▸ Explore the material
1. Answer these questions using the TruPS CDO text, labeling each answer (a), (b), or (c) to match:
(a) Which two firms does the November 20 update say may be considering moves similar to Marathon's?
(b) What share of a CDO's equity has to agree before TPG can cherry pick assets?
(c) Which court did Wells Fargo turn to?
2. Please list every date in the TruPS CDO text that gives a day, a month, and a year.
3. Retype the stretch of the TruPS CDO text from "Wells Fargo is" through "went with yes.".
[Exercise text — start]
UPDATE, November 20, 2009: This morning's Asset-Backed Alert edition suggests, quite disturbingly, that Fortress and TCW may be considering similar moves to that of Marathon, in their Fortress Credit Funding CLO and Pro Rata Funding Ltd. deals, respectively.

Thursday, November 5, 2009

Piercing the Securitization

Wells Fargo is cursing the day it agreed to act as trustee on the Tropic and the Soloso TruPS CDO series...

For those not following, TPG found a loophole in the deal docs which allows it to cherry pick assets directly out of the CDO's portfolio, at ridiculously discounted prices, if 66.66+% of the CDO’s equity agrees to it.

TPG aims to secure the equity’s vote by paying them a consent fee* – obviously, this is bad for all the rated notes (who were hoping for par or at the very least a real market price).

* bribe

Read more here.

Tropic IV CDO Ltd.'s equity has voted. No surprise there, the equity went with yes.

Whether or not to execute, on the equity’s yes, is now Wells Fargo’s call - this leaves them in a bit of an awkward position: (1) accept and get sued by the rated notes, (2) reject and get sued by the equity.

This past Monday, Wells Fargo turned to a higher power, the United States District Court Southern District of New York, to protect itself against/resolve the Tropic IV CDO Ltd. dispute and all related future disputes.

Only have a hard copy of the Wells Fargo's interpleader complaint. Will update with a link soon.

The complaint discloses some of the participants involved in the Tropic IV CDO Ltd. dispute – see below.



Monday, November 2, 2009

The Imperfect Hedge

The outlook continues to be bleak for trust preferred securities CDOs (TruPS CDOs).

Not only does the FDIC continue to seize bank after bank, but the rate of bank failure continues to increase. By our calculations, using FDIC data, we moved from an annualized FDIC-insured institution default rate of 1.1% as of mid-year 2009 to 1.53% as of quarter-end September 31.
[Exercise text — finish]
[Source material — start]
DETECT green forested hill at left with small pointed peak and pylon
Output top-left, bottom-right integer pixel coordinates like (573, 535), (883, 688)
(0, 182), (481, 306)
[Source material — finish]
[Source material — start]
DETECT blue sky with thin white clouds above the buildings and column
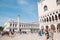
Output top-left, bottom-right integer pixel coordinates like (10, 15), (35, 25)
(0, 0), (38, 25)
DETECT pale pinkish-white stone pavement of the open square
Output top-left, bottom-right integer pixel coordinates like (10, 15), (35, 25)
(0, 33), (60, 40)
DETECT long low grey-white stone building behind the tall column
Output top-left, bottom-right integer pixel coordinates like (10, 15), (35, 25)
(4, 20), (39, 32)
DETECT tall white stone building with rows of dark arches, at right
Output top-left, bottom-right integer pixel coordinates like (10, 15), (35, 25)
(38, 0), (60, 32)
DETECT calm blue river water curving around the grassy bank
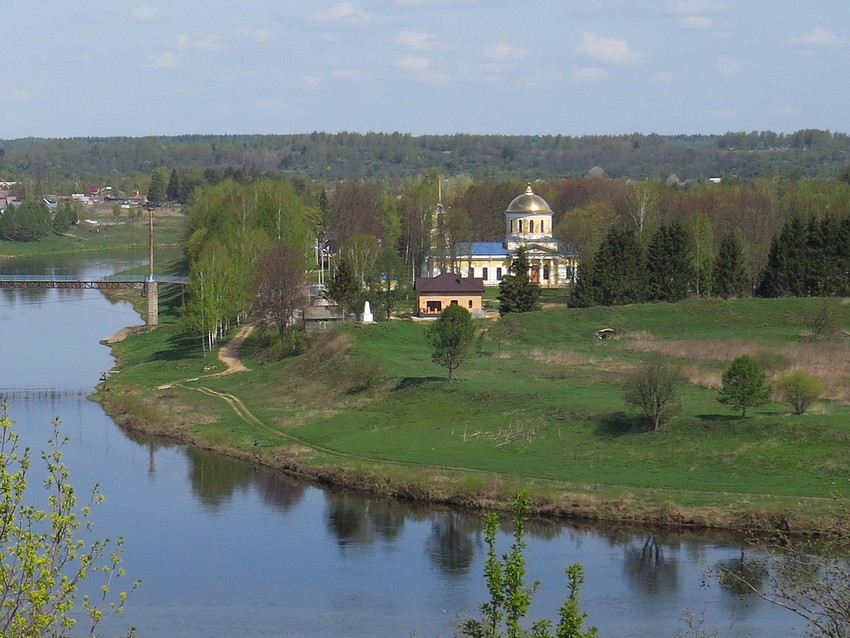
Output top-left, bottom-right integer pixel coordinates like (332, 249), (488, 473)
[Source material — finish]
[Source material — start]
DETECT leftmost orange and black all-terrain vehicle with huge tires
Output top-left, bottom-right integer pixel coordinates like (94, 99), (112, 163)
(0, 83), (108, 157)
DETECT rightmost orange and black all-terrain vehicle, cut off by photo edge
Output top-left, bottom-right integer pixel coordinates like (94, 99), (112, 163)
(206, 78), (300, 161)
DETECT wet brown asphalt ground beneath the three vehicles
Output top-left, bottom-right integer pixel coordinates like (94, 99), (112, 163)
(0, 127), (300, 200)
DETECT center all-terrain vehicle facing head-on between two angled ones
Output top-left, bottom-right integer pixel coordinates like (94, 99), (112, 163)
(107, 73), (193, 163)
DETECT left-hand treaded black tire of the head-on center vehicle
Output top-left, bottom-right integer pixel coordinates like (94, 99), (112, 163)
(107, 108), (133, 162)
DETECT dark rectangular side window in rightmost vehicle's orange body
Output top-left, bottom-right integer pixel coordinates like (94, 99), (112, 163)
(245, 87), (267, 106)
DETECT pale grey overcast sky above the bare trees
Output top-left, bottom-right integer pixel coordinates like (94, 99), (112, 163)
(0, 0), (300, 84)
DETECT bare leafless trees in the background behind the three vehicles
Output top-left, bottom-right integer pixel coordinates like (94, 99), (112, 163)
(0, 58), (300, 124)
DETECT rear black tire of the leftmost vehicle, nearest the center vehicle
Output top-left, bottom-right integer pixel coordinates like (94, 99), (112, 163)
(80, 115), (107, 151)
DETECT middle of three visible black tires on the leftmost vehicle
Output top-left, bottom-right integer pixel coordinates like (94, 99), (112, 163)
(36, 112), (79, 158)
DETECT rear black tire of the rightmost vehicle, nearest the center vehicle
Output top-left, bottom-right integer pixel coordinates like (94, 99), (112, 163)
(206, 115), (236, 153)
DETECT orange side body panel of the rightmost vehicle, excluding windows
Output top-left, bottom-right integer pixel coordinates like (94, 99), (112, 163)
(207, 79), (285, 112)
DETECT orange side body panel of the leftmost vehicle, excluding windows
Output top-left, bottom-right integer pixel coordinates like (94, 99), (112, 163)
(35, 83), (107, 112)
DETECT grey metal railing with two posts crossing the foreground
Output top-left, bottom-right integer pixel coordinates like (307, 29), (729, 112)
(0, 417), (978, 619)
[Source material — finish]
▸ Outputs by task
1.
(a) Fortress and TCW
(b) 66.66+%
(c) The United States District Court Southern District of New York

2.
November 20, 2009
November 5, 2009
November 2, 2009

3.
Wells Fargo is cursing the day it agreed to act as trustee on the Tropic and the Soloso TruPS CDO series...

For those not following, TPG found a loophole in the deal docs which allows it to cherry pick assets directly out of the CDO's portfolio, at ridiculously discounted prices, if 66.66+% of the CDO’s equity agrees to it.

TPG aims to secure the equity’s vote by paying them a consent fee* – obviously, this is bad for all the rated notes (who were hoping for par or at the very least a real market price).

* bribe

Read more here.

Tropic IV CDO Ltd.'s equity has voted. No surprise there, the equity went with yes.